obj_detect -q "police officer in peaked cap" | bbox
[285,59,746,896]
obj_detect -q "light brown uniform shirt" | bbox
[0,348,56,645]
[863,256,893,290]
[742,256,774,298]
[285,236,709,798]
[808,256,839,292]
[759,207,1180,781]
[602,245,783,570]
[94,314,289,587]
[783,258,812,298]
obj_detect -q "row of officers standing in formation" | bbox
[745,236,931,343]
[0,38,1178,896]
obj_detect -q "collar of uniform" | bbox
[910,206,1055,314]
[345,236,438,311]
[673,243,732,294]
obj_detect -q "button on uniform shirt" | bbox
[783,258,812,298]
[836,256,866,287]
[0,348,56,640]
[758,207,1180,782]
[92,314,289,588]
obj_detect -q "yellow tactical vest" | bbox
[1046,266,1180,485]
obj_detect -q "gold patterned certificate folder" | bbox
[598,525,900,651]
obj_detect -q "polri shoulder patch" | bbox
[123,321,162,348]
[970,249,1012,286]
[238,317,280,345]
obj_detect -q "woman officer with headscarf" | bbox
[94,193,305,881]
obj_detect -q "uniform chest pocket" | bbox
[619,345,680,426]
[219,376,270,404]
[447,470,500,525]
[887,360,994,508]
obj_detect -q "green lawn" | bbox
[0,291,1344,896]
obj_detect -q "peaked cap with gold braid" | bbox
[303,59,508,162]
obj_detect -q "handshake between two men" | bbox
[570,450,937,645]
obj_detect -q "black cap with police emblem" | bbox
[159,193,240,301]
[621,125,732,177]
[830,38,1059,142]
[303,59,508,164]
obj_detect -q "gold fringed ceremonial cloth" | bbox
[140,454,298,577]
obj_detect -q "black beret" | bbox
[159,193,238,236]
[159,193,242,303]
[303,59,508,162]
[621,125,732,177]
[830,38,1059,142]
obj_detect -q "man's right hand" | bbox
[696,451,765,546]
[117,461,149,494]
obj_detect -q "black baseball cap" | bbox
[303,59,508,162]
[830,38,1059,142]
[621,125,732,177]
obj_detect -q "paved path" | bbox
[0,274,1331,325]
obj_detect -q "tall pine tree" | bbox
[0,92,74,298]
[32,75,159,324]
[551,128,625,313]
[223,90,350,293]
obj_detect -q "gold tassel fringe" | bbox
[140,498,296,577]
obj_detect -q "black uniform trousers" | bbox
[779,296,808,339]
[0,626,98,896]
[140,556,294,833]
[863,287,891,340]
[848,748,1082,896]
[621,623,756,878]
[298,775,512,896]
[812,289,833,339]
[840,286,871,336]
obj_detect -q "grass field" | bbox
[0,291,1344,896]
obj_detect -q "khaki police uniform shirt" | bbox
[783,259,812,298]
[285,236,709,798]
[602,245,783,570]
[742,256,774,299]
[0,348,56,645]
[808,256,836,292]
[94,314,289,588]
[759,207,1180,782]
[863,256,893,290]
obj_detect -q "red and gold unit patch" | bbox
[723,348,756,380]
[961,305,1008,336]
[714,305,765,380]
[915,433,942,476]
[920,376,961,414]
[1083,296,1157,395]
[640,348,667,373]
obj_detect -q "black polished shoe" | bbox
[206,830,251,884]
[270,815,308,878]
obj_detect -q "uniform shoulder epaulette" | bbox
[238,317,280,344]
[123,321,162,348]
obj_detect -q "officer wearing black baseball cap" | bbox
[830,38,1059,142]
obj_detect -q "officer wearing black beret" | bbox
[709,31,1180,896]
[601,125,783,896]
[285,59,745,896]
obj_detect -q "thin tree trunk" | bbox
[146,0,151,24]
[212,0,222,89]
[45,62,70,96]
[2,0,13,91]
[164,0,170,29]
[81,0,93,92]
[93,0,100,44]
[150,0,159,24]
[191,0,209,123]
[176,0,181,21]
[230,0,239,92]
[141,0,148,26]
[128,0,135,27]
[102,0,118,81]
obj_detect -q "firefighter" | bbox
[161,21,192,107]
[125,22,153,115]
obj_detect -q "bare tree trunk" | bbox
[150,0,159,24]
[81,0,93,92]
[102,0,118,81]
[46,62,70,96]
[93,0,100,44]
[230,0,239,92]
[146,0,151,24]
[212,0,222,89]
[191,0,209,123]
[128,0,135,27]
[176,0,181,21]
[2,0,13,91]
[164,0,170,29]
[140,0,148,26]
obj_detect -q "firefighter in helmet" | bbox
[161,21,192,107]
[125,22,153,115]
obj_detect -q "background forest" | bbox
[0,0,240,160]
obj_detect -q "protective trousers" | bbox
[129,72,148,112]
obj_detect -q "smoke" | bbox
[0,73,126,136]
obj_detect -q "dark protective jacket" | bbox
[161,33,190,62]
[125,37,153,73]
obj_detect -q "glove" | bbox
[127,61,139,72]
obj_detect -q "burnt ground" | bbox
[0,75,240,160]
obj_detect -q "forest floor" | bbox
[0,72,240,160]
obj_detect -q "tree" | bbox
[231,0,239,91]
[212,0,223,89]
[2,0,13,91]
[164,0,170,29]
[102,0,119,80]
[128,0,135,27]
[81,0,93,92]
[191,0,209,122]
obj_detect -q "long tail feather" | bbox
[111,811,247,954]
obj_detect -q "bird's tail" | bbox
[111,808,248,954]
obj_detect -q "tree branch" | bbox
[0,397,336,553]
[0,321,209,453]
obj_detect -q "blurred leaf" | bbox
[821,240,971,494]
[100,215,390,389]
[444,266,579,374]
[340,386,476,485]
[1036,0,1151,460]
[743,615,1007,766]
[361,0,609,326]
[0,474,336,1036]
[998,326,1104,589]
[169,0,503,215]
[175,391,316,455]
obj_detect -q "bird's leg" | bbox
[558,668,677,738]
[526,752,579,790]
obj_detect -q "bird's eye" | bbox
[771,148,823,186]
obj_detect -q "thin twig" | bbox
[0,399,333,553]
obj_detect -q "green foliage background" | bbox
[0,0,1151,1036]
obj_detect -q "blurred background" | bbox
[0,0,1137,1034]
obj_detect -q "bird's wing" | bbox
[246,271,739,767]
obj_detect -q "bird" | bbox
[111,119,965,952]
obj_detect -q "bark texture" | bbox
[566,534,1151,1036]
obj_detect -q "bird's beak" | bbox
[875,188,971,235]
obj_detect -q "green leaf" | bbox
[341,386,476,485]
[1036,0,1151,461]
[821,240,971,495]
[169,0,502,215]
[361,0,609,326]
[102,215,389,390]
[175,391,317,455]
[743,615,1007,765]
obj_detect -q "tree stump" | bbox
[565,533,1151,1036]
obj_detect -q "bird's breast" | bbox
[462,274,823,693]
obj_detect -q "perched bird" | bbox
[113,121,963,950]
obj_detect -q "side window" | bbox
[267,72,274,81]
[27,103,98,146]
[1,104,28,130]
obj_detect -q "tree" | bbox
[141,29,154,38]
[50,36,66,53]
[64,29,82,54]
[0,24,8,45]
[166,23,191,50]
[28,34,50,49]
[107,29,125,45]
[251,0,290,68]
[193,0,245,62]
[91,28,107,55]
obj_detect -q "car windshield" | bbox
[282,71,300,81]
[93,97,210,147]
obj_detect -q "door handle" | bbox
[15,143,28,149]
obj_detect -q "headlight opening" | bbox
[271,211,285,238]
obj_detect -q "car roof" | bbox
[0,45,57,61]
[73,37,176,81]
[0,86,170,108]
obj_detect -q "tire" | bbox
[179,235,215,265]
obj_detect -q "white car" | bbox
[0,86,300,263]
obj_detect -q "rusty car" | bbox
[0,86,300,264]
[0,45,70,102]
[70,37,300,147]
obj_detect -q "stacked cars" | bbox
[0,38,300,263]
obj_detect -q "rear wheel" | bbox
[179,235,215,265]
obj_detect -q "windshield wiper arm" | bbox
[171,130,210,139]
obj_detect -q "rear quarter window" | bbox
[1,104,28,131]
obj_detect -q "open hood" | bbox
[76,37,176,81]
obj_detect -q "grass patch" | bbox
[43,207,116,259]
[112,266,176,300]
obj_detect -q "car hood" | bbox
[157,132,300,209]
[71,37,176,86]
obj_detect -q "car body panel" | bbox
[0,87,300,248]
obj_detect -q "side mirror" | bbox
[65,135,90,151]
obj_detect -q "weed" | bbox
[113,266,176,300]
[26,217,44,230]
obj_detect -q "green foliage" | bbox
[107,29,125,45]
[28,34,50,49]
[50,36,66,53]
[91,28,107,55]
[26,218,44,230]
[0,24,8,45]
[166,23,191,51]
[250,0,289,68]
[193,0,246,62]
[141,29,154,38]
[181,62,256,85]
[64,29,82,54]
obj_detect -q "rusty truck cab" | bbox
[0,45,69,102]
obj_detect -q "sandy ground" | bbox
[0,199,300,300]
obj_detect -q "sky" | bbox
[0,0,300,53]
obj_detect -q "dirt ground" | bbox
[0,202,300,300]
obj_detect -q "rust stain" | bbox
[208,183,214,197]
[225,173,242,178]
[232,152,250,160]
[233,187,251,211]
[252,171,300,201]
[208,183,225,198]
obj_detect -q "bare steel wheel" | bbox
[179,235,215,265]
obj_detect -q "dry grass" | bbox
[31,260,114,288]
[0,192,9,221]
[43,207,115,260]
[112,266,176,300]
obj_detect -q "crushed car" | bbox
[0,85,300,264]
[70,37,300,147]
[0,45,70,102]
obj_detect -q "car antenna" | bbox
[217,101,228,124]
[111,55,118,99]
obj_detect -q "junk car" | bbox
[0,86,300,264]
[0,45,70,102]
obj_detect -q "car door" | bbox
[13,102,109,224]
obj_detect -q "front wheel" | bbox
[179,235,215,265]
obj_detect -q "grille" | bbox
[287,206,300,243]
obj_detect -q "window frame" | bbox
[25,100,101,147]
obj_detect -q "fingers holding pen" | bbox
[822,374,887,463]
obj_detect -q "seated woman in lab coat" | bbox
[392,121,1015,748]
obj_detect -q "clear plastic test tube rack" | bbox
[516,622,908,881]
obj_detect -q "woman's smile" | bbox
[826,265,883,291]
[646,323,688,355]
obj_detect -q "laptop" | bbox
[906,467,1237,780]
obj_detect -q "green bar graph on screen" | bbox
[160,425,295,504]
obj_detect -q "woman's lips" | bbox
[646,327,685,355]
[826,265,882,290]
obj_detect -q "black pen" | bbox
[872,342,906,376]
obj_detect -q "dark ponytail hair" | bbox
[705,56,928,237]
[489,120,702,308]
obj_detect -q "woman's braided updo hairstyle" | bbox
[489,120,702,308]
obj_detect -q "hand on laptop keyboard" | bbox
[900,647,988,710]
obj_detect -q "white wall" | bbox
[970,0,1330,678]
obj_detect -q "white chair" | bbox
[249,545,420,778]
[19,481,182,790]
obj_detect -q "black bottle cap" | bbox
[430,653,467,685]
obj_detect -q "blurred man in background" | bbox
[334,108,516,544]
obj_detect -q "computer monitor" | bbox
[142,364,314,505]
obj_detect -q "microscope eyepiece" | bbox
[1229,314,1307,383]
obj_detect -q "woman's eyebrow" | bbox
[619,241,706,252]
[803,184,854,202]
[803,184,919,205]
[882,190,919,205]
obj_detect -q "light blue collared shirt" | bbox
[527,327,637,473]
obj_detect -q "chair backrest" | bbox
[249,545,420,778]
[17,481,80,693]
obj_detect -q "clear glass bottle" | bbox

• Required work: Could you put the lines above, from the start of the records through the line holding "[673,243,732,294]", inclusive, into a JSON list of strings, one string per line, with blank lines left out?

• Task solution:
[
  "obj_detect -q \"police officer in peaked cap\" | bbox",
  "[285,59,746,896]",
  "obj_detect -q \"light brown uniform shirt\" | bbox",
  "[0,348,56,645]",
  "[863,256,893,290]",
  "[742,256,774,298]",
  "[285,236,709,798]",
  "[808,256,839,292]",
  "[759,207,1180,781]",
  "[602,245,783,570]",
  "[94,314,289,587]",
  "[783,258,812,298]",
  "obj_detect -q \"row of officers standing in formation\" | bbox",
  "[745,236,931,343]",
  "[0,38,1178,896]",
  "obj_detect -q \"collar of uniform\" | bbox",
  "[910,206,1055,314]",
  "[345,236,438,311]",
  "[673,243,732,294]"
]